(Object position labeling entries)
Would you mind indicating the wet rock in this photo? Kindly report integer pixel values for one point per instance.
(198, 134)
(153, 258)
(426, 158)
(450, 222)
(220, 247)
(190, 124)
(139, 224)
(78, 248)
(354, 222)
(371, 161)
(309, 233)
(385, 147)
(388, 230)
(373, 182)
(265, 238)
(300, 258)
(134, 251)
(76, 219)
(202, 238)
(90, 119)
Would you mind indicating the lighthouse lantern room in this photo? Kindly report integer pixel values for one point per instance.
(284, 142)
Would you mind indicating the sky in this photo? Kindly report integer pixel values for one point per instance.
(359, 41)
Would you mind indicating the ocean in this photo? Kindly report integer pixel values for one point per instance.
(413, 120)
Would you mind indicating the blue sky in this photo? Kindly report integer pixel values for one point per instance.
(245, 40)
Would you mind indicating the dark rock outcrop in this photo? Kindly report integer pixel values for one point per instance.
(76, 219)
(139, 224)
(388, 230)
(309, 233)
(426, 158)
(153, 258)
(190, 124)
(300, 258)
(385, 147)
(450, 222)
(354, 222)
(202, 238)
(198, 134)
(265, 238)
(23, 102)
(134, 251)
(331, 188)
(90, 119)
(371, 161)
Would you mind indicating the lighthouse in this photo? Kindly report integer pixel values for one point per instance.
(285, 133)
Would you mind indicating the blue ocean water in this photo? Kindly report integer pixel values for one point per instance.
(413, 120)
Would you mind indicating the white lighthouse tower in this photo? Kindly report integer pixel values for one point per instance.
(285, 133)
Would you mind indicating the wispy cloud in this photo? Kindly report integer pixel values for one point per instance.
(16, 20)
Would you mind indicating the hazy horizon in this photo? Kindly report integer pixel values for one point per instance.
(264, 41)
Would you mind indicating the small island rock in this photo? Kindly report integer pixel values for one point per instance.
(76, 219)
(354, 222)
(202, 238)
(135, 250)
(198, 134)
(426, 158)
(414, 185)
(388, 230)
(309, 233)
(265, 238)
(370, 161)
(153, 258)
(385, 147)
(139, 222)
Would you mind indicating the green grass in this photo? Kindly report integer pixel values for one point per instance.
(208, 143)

The problem :: Quote the line that contains "Would you mind indicating the lighthouse in" and each line after it through the end of the data, exactly, leaving out everything else.

Exercise result ::
Would you mind indicating the lighthouse in this photo? Kindly report integer pixel values for one point per instance.
(285, 133)
Would you mind indicating the blue ocean water in this photo? Kindly report integer pixel values for one point per instance.
(413, 120)
Would you mind indicating the white lighthouse tower in this photo? Kindly report integer pixel values for one point per instance.
(285, 133)
Would you mind indicating the wispy cloud in this photo? Kindly report integer pixel values for one point per instance.
(16, 20)
Would you mind indicating the hazy horizon in this photo? Kindly report integer pixel values for one point per instance.
(264, 41)
Would you mind indicating the small island rock in this photo? Kindly report integer pixel values for one point per instance.
(76, 219)
(354, 222)
(202, 238)
(135, 250)
(198, 134)
(426, 158)
(414, 185)
(388, 230)
(309, 233)
(265, 238)
(370, 161)
(153, 258)
(385, 147)
(139, 222)
Would you mind indicating the green grass in this photo? Kindly report integer pixel values for one point per instance.
(208, 143)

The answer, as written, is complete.